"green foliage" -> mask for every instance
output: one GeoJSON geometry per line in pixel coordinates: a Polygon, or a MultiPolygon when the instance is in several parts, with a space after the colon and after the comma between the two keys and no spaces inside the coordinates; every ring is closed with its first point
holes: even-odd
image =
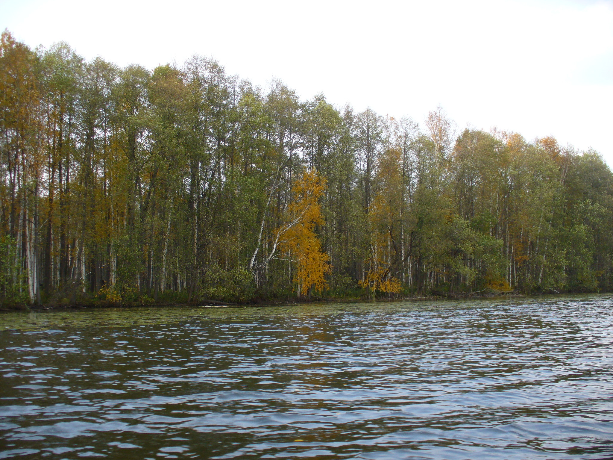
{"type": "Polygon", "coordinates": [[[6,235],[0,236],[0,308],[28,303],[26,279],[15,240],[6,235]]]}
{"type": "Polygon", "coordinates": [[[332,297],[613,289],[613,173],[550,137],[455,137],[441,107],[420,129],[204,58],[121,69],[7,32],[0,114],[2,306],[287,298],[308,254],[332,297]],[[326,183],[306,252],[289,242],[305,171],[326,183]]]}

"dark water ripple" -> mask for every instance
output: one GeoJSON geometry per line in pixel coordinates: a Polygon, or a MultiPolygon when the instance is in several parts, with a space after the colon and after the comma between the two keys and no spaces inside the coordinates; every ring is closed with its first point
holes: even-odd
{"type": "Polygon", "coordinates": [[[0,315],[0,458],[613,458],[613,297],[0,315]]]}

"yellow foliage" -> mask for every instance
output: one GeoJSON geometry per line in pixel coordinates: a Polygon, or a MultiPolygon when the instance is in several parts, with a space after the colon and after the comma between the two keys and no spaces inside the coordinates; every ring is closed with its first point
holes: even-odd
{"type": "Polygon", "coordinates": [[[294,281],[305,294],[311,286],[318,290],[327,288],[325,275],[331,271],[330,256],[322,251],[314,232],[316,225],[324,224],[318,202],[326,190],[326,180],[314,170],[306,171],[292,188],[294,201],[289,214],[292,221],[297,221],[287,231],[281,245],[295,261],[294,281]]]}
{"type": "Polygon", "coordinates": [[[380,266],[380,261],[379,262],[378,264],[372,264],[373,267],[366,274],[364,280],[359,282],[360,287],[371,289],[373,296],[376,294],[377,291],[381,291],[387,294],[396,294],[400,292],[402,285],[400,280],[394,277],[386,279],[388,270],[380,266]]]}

━━━━━━━━━━━━━━━━

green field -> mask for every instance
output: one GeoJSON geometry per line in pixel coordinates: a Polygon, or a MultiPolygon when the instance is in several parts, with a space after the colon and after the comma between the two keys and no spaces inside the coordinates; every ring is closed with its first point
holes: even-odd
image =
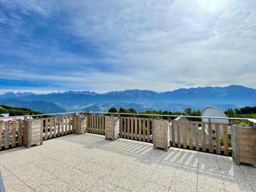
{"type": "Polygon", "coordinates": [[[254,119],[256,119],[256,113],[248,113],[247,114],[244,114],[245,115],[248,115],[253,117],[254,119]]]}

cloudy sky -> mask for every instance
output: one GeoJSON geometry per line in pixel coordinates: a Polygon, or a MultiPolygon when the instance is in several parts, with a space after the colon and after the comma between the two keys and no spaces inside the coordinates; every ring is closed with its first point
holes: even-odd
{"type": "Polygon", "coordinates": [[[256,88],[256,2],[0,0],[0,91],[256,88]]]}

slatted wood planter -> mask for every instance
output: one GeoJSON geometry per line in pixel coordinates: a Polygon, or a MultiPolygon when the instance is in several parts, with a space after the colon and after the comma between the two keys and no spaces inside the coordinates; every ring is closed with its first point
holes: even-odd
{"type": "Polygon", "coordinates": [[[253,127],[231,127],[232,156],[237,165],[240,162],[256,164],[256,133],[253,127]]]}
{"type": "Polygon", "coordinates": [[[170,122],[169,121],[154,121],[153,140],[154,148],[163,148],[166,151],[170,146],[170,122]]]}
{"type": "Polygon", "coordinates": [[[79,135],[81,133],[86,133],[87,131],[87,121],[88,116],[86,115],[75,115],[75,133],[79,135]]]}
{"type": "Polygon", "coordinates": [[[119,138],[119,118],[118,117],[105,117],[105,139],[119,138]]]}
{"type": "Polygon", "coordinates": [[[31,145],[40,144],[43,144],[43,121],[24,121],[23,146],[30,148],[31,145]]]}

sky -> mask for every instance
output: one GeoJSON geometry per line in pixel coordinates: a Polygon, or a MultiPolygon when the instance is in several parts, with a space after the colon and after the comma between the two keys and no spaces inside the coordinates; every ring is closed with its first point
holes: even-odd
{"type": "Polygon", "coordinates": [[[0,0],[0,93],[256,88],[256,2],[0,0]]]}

━━━━━━━━━━━━━━━━

Prompt
From the records above, pick out every line that contains the string "green" and copy each one. Case counts.

Response for this exercise
"green foliage" -> mask for every instance
green field -> mask for every instance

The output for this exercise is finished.